Task description: Exactly as given, write out the lines from the one containing "Target = silver porsche 918 spyder" through the end of the listing, with both ends included and nothing else.

Excerpted records:
=-=-=
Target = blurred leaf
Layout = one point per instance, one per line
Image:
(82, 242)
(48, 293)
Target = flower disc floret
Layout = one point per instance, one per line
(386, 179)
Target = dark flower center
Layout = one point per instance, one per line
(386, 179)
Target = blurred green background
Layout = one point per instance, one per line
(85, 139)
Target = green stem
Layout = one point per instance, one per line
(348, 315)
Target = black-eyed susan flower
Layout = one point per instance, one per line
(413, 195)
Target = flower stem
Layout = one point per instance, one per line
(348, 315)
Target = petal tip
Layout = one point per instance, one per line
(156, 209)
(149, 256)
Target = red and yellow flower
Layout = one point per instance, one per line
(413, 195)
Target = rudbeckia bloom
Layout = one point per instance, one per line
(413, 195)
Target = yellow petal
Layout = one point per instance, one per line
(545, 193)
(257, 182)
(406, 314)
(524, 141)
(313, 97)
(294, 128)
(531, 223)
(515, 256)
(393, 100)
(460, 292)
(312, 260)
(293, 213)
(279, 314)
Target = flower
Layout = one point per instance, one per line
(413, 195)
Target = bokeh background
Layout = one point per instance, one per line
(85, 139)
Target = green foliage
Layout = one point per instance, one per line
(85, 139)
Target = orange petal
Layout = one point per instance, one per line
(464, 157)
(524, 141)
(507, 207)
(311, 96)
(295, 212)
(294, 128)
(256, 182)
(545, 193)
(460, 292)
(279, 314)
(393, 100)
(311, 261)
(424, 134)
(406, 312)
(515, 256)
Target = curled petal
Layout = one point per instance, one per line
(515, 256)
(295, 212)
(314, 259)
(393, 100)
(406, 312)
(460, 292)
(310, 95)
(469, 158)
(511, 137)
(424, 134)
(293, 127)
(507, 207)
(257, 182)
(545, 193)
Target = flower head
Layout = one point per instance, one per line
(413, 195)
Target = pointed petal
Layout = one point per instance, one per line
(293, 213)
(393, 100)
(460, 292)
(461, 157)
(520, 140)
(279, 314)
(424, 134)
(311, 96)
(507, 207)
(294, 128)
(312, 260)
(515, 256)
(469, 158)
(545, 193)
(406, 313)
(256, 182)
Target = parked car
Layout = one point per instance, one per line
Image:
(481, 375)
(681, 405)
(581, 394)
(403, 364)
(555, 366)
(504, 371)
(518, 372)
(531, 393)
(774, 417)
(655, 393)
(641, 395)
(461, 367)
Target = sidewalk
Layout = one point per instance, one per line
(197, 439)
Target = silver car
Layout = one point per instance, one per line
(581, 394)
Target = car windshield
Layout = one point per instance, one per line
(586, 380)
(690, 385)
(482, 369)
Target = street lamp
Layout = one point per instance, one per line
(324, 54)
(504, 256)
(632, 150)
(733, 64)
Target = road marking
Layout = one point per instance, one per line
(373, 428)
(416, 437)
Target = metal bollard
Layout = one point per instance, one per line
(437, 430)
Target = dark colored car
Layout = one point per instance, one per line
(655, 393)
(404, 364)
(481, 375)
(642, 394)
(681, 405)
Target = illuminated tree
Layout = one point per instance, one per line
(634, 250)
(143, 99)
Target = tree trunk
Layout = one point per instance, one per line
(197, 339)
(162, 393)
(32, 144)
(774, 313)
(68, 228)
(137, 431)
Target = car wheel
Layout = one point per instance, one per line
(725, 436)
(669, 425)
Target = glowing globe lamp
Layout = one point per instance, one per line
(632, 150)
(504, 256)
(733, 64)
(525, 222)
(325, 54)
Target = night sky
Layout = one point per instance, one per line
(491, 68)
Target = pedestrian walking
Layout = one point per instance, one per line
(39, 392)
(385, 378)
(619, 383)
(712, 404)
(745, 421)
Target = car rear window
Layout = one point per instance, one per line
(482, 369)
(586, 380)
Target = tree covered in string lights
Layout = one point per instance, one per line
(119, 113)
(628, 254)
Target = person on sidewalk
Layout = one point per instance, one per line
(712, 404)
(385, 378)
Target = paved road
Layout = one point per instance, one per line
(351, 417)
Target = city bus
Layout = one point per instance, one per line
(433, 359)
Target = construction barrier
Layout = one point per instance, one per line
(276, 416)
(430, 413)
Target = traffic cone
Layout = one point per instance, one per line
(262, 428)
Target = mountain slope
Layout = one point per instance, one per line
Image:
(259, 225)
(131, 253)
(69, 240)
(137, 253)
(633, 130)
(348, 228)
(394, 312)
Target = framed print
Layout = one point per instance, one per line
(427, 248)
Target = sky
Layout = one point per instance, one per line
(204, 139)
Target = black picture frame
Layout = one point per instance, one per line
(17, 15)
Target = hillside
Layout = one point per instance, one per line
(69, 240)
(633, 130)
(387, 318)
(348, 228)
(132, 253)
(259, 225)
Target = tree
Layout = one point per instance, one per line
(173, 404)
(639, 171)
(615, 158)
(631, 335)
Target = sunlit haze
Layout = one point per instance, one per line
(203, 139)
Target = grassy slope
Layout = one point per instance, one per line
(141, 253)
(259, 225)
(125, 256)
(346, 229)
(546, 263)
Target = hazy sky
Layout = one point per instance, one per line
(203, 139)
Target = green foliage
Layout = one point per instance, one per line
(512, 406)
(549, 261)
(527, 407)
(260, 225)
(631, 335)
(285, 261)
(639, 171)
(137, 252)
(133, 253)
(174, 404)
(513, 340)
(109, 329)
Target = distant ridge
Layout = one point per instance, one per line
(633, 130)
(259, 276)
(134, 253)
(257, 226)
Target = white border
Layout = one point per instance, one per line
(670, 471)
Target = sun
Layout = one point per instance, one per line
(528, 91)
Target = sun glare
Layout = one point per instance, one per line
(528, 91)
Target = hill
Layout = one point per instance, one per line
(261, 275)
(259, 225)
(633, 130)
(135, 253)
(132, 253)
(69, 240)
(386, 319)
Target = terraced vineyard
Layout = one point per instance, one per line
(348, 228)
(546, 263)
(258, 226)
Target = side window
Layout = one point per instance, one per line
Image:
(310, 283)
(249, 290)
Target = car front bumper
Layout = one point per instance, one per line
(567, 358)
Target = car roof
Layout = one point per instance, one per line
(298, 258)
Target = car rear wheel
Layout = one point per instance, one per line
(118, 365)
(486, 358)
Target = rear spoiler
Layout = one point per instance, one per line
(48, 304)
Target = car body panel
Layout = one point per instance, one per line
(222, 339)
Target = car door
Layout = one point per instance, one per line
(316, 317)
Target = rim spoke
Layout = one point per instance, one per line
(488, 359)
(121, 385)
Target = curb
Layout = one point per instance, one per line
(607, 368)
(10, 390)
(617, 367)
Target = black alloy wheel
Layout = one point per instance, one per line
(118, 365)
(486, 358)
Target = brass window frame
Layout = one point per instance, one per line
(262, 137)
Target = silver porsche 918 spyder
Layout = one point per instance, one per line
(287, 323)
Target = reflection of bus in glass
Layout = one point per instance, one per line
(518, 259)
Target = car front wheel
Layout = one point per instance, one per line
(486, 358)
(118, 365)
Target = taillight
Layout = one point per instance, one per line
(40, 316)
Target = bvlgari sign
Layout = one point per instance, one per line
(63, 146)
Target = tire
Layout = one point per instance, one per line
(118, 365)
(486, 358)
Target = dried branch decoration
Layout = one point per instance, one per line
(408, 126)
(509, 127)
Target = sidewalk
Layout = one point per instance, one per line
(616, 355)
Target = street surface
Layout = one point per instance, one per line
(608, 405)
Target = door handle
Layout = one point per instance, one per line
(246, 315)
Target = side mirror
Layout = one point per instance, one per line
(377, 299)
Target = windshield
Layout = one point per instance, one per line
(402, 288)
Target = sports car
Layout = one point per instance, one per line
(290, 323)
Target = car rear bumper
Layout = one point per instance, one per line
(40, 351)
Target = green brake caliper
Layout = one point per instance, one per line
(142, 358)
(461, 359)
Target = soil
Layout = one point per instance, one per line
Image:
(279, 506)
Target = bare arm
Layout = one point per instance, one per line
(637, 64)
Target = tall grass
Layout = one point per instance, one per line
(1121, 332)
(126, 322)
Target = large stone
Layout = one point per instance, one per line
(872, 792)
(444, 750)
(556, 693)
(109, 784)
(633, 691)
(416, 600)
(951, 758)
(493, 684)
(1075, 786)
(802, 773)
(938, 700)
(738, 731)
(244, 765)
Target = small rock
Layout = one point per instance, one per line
=-=-=
Solution below:
Target = silver porsche 918 spyder
Layout = one point per instance, one per line
(287, 323)
Target = reflection of bus in glass
Layout = one point per instance, one per line
(518, 259)
Target = car front wheel
Layout = one point per instance, one per line
(486, 358)
(118, 365)
Target = taillight
Layout = one point per instance, one per line
(40, 316)
Target = bvlgari sign
Layout = one point per instance, one per line
(63, 146)
Target = tire
Layout = one point per instance, one per line
(118, 365)
(486, 358)
Target = dried branch decoration
Layout = one point per instance, one per line
(408, 126)
(509, 127)
Target = sidewalk
Layout = one point per instance, one per line
(616, 355)
Target = street surface
Layout = one point per instance, one per line
(608, 405)
Target = door handle
Layout = one point per instance, one per line
(246, 315)
Target = side mirror
Layout = one point per instance, one per line
(377, 299)
Target = windshield
Layout = one point per instance, one per line
(402, 288)
Target = sports car
Layout = one point per instance, one per line
(290, 323)
Target = car rear bumper
Layout = one point per instance, one per line
(40, 351)
Target = green brake caliper
Layout = one point per instance, one per line
(142, 358)
(461, 359)
Target = soil
Layout = one point per instance, one per line
Image:
(279, 506)
Target = bare arm
Layout = one point per instance, one per line
(637, 64)
Target = tall grass
Layout = one point per instance, one per line
(1121, 332)
(126, 322)
Target = large stone
Layout = one point per instance, one per line
(872, 792)
(444, 750)
(556, 693)
(109, 784)
(633, 691)
(416, 600)
(951, 758)
(493, 684)
(1075, 786)
(802, 773)
(938, 700)
(738, 731)
(244, 765)
Target = small rock
Layout = one point per instance, one per line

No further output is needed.